WORK TO COMPLETE: Repeat the data exactly. Pictures are not part of the copy.

┌─ GIVEN RECORDS

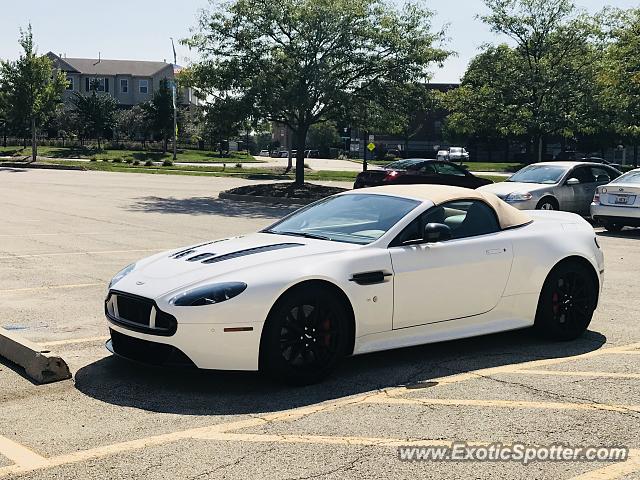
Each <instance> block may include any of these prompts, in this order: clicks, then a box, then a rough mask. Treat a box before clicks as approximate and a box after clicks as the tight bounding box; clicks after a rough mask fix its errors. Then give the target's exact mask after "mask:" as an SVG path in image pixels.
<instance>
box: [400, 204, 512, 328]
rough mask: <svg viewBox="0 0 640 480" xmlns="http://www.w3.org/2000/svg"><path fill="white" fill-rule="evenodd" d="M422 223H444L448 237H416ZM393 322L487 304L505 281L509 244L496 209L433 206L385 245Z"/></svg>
mask: <svg viewBox="0 0 640 480" xmlns="http://www.w3.org/2000/svg"><path fill="white" fill-rule="evenodd" d="M427 223H444V224H445V225H447V226H449V227H450V228H451V230H452V238H451V239H450V240H447V241H443V242H438V243H429V244H427V243H417V241H418V240H417V239H418V238H421V236H422V233H421V232H422V231H423V230H424V225H426V224H427ZM389 251H390V254H391V261H392V264H393V274H394V277H393V282H394V301H393V304H394V313H393V328H394V329H399V328H407V327H414V326H418V325H425V324H429V323H436V322H442V321H448V320H455V319H459V318H465V317H470V316H474V315H479V314H482V313H485V312H488V311H490V310H492V309H493V308H494V307H495V306H496V305H497V304H498V302H499V301H500V298H501V297H502V293H503V292H504V289H505V287H506V284H507V281H508V279H509V273H510V271H511V263H512V261H513V248H512V245H511V242H510V241H509V240H507V239H506V238H505V236H504V234H503V233H502V232H501V231H500V227H499V225H498V221H497V218H496V214H495V212H494V211H493V209H491V207H489V206H488V205H487V204H485V203H484V202H481V201H476V200H473V201H456V202H449V203H447V204H444V205H441V206H437V207H433V208H432V209H430V210H429V211H428V212H426V213H425V214H423V215H422V216H420V217H419V218H418V219H416V220H414V221H413V222H412V223H411V224H410V225H409V226H408V227H407V228H406V229H405V230H404V231H403V232H402V233H401V234H400V235H399V236H398V237H397V238H396V239H395V240H394V241H393V242H392V243H391V245H390V248H389Z"/></svg>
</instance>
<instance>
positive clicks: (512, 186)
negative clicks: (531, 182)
mask: <svg viewBox="0 0 640 480" xmlns="http://www.w3.org/2000/svg"><path fill="white" fill-rule="evenodd" d="M552 187H554V185H552V184H542V183H520V182H499V183H492V184H490V185H485V186H482V187H480V188H479V189H478V190H480V191H483V192H489V193H493V194H494V195H497V196H498V197H500V198H505V197H506V196H507V195H509V194H510V193H520V192H529V193H534V192H537V191H544V190H549V189H550V188H552Z"/></svg>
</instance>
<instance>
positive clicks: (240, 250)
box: [202, 243, 304, 264]
mask: <svg viewBox="0 0 640 480" xmlns="http://www.w3.org/2000/svg"><path fill="white" fill-rule="evenodd" d="M303 245H304V244H303V243H276V244H274V245H265V246H262V247H254V248H248V249H246V250H238V251H237V252H233V253H226V254H224V255H218V256H217V257H213V258H208V259H206V260H203V261H202V263H207V264H209V263H218V262H223V261H224V260H231V259H233V258H239V257H245V256H247V255H253V254H255V253H262V252H271V251H273V250H282V249H284V248H292V247H302V246H303Z"/></svg>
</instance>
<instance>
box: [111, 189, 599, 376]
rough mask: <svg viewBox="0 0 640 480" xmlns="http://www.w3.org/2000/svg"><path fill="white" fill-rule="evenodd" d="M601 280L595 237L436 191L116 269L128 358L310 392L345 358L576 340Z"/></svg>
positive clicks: (538, 212) (120, 338)
mask: <svg viewBox="0 0 640 480" xmlns="http://www.w3.org/2000/svg"><path fill="white" fill-rule="evenodd" d="M603 276H604V259H603V254H602V252H601V250H600V247H599V246H598V243H597V240H596V237H595V234H594V231H593V228H592V227H591V226H590V225H589V224H588V223H587V222H586V221H585V220H583V219H582V218H580V217H579V216H577V215H574V214H571V213H566V212H540V211H538V212H524V211H520V210H517V209H515V208H513V207H511V206H510V205H508V204H506V203H504V202H503V201H501V200H499V199H498V198H497V197H496V196H495V195H493V194H487V193H482V192H478V191H474V190H468V189H463V188H457V187H445V186H439V185H409V186H387V187H376V188H370V189H361V190H356V191H349V192H345V193H341V194H339V195H335V196H332V197H329V198H327V199H325V200H322V201H319V202H316V203H315V204H313V205H310V206H308V207H306V208H303V209H301V210H298V211H297V212H295V213H293V214H291V215H289V216H288V217H286V218H284V219H283V220H281V221H279V222H277V223H275V224H274V225H272V226H270V227H269V228H267V229H265V230H263V231H261V232H259V233H254V234H251V235H246V236H240V237H236V238H230V239H225V240H217V241H212V242H207V243H203V244H201V245H195V246H192V247H188V248H184V249H181V250H174V251H169V252H165V253H160V254H158V255H154V256H152V257H149V258H147V259H144V260H141V261H139V262H138V263H136V264H133V265H130V266H128V267H127V268H125V269H124V270H122V271H121V272H120V273H118V274H117V275H116V276H115V277H114V278H113V280H112V281H111V283H110V285H109V292H108V295H107V298H106V302H105V313H106V316H107V318H108V321H109V327H110V331H111V340H110V341H109V342H108V343H107V346H108V348H109V349H110V350H111V351H112V352H114V353H116V354H118V355H121V356H124V357H128V358H130V359H134V360H142V361H147V362H154V363H175V362H177V363H180V362H188V363H191V364H195V365H196V366H197V367H199V368H206V369H223V370H258V369H260V370H263V371H266V372H267V373H269V374H271V375H273V376H275V377H277V378H279V379H283V380H285V381H288V382H292V383H298V384H304V383H310V382H315V381H318V380H319V379H321V378H322V377H323V376H325V375H326V374H327V373H328V372H329V371H331V370H332V369H333V368H334V367H335V366H336V364H337V363H338V362H339V361H340V360H341V359H342V358H343V357H345V356H348V355H357V354H361V353H368V352H375V351H380V350H387V349H392V348H399V347H406V346H410V345H418V344H425V343H430V342H438V341H442V340H451V339H456V338H464V337H471V336H476V335H484V334H489V333H494V332H501V331H505V330H512V329H519V328H526V327H531V326H535V327H536V329H537V330H539V331H540V332H542V333H544V334H546V335H547V336H550V337H553V338H557V339H573V338H576V337H578V336H579V335H581V334H582V333H583V332H584V331H585V329H586V328H587V327H588V325H589V323H590V321H591V317H592V315H593V311H594V309H595V308H596V306H597V304H598V297H599V293H600V289H601V285H602V281H603Z"/></svg>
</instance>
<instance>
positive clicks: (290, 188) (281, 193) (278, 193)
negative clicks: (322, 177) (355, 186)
mask: <svg viewBox="0 0 640 480" xmlns="http://www.w3.org/2000/svg"><path fill="white" fill-rule="evenodd" d="M344 191H346V189H345V188H338V187H326V186H324V185H316V184H313V183H305V184H303V185H295V184H293V183H257V184H255V185H246V186H243V187H238V188H232V189H231V190H227V192H226V193H230V194H233V195H246V196H251V197H272V198H283V199H284V198H287V199H296V200H298V199H299V200H320V199H322V198H325V197H328V196H330V195H335V194H336V193H340V192H344Z"/></svg>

└─

REPLY TO THE EXERCISE:
Each <instance> block may include any of these prompts, in this order: clicks, then a box, then a rough mask. Treat a box before clicks as approximate and a box after clicks as the tight bounding box; clicks after a rough mask fix its errors. Then give the target's exact mask after "mask:" as an SVG path in image pixels.
<instance>
box: [400, 204, 512, 328]
rough mask: <svg viewBox="0 0 640 480" xmlns="http://www.w3.org/2000/svg"><path fill="white" fill-rule="evenodd" d="M422 223H444L448 237H416ZM393 322L487 304L505 281L509 244L496 209L433 206L385 245Z"/></svg>
mask: <svg viewBox="0 0 640 480" xmlns="http://www.w3.org/2000/svg"><path fill="white" fill-rule="evenodd" d="M427 223H444V224H445V225H447V226H449V227H450V228H451V230H452V238H451V239H450V240H447V241H443V242H438V243H429V244H427V243H417V241H418V240H417V239H418V238H421V236H422V233H421V232H422V231H423V230H424V225H426V224H427ZM389 251H390V254H391V261H392V264H393V274H394V277H393V282H394V301H393V304H394V313H393V328H394V329H399V328H407V327H414V326H418V325H425V324H429V323H436V322H442V321H448V320H455V319H459V318H465V317H470V316H474V315H479V314H482V313H485V312H488V311H490V310H492V309H493V308H494V307H495V306H496V305H497V304H498V302H499V301H500V298H501V297H502V293H503V292H504V289H505V287H506V284H507V281H508V279H509V273H510V271H511V263H512V261H513V248H512V245H511V242H510V241H509V240H507V239H506V238H505V236H504V234H503V233H502V232H501V231H500V227H499V225H498V221H497V218H496V214H495V212H494V211H493V209H491V207H489V206H488V205H487V204H485V203H484V202H481V201H476V200H473V201H456V202H449V203H447V204H444V205H441V206H437V207H433V208H432V209H430V210H429V211H428V212H426V213H425V214H423V215H422V216H420V217H419V218H418V219H416V220H414V221H413V222H412V223H411V224H410V225H409V226H408V227H407V228H406V229H405V230H404V231H403V232H402V233H401V234H400V235H399V236H398V237H397V238H396V239H395V240H394V241H393V242H392V243H391V245H390V248H389Z"/></svg>
</instance>
<instance>
positive clicks: (512, 186)
negative clicks: (531, 182)
mask: <svg viewBox="0 0 640 480" xmlns="http://www.w3.org/2000/svg"><path fill="white" fill-rule="evenodd" d="M552 187H554V185H552V184H542V183H520V182H499V183H492V184H490V185H485V186H482V187H480V188H479V189H478V190H480V191H483V192H489V193H493V194H494V195H497V196H498V197H500V198H505V197H506V196H507V195H509V194H510V193H520V192H529V193H534V192H537V191H544V190H549V189H550V188H552Z"/></svg>
</instance>
<instance>
positive clicks: (240, 250)
box: [202, 243, 304, 264]
mask: <svg viewBox="0 0 640 480" xmlns="http://www.w3.org/2000/svg"><path fill="white" fill-rule="evenodd" d="M303 245H304V244H303V243H276V244H274V245H265V246H262V247H254V248H248V249H246V250H238V251H237V252H233V253H226V254H224V255H218V256H217V257H213V258H208V259H206V260H203V261H202V263H207V264H209V263H218V262H223V261H224V260H231V259H233V258H239V257H245V256H247V255H253V254H255V253H262V252H271V251H273V250H282V249H284V248H292V247H302V246H303Z"/></svg>
</instance>
<instance>
box: [111, 189, 599, 376]
rough mask: <svg viewBox="0 0 640 480" xmlns="http://www.w3.org/2000/svg"><path fill="white" fill-rule="evenodd" d="M601 280L595 237L436 191L116 269L128 358L310 392L345 358L576 340Z"/></svg>
positive clicks: (538, 212) (120, 338)
mask: <svg viewBox="0 0 640 480" xmlns="http://www.w3.org/2000/svg"><path fill="white" fill-rule="evenodd" d="M603 276H604V259H603V254H602V252H601V250H600V247H599V246H598V243H597V240H596V237H595V234H594V231H593V228H592V227H591V226H590V225H589V224H588V223H587V222H586V221H585V220H583V219H582V218H580V217H579V216H577V215H574V214H571V213H566V212H540V211H538V212H524V211H520V210H517V209H515V208H513V207H511V206H510V205H508V204H506V203H504V202H503V201H501V200H499V199H498V198H497V197H496V196H495V195H493V194H487V193H482V192H478V191H474V190H468V189H463V188H457V187H445V186H439V185H409V186H387V187H376V188H370V189H361V190H356V191H349V192H345V193H341V194H339V195H335V196H332V197H329V198H327V199H325V200H322V201H319V202H316V203H315V204H313V205H310V206H308V207H306V208H303V209H301V210H298V211H297V212H295V213H293V214H291V215H289V216H288V217H286V218H284V219H283V220H281V221H279V222H277V223H275V224H274V225H272V226H270V227H269V228H267V229H265V230H263V231H261V232H259V233H254V234H251V235H246V236H240V237H236V238H230V239H225V240H217V241H212V242H207V243H203V244H201V245H195V246H192V247H188V248H184V249H181V250H174V251H169V252H165V253H160V254H158V255H154V256H152V257H149V258H147V259H144V260H141V261H139V262H138V263H136V264H133V265H130V266H128V267H127V268H125V269H124V270H122V271H121V272H120V273H118V274H117V275H116V276H115V277H114V278H113V280H112V281H111V283H110V285H109V292H108V295H107V298H106V302H105V313H106V316H107V318H108V321H109V327H110V331H111V340H110V341H109V342H108V343H107V346H108V348H109V349H110V350H111V351H112V352H114V353H116V354H118V355H121V356H124V357H128V358H130V359H134V360H142V361H147V362H154V363H175V362H177V363H180V362H188V363H191V364H195V365H196V366H197V367H199V368H206V369H223V370H258V369H260V370H263V371H266V372H267V373H269V374H271V375H273V376H275V377H277V378H279V379H283V380H285V381H288V382H292V383H298V384H304V383H310V382H315V381H318V380H319V379H321V378H322V377H323V376H325V375H326V374H327V373H328V372H329V371H331V370H332V369H333V368H334V367H335V366H336V364H337V363H338V362H339V361H340V360H341V359H342V358H343V357H345V356H348V355H357V354H361V353H368V352H375V351H380V350H387V349H392V348H399V347H406V346H410V345H418V344H425V343H430V342H438V341H442V340H451V339H456V338H464V337H471V336H476V335H484V334H489V333H494V332H501V331H505V330H512V329H519V328H526V327H531V326H535V327H536V329H537V330H539V331H540V332H542V333H544V334H546V335H547V336H550V337H553V338H557V339H573V338H576V337H578V336H579V335H581V334H582V333H583V332H584V331H585V329H586V328H587V327H588V325H589V323H590V321H591V317H592V315H593V311H594V309H595V308H596V306H597V304H598V297H599V293H600V289H601V285H602V281H603Z"/></svg>
</instance>
<instance>
positive clicks: (290, 188) (281, 193) (278, 193)
negative clicks: (322, 177) (355, 186)
mask: <svg viewBox="0 0 640 480" xmlns="http://www.w3.org/2000/svg"><path fill="white" fill-rule="evenodd" d="M344 191H346V189H345V188H338V187H326V186H324V185H316V184H313V183H305V184H303V185H295V184H293V183H257V184H255V185H246V186H243V187H238V188H232V189H231V190H227V192H226V193H230V194H233V195H246V196H251V197H272V198H283V199H284V198H287V199H296V200H298V199H299V200H320V199H322V198H325V197H328V196H330V195H335V194H336V193H340V192H344Z"/></svg>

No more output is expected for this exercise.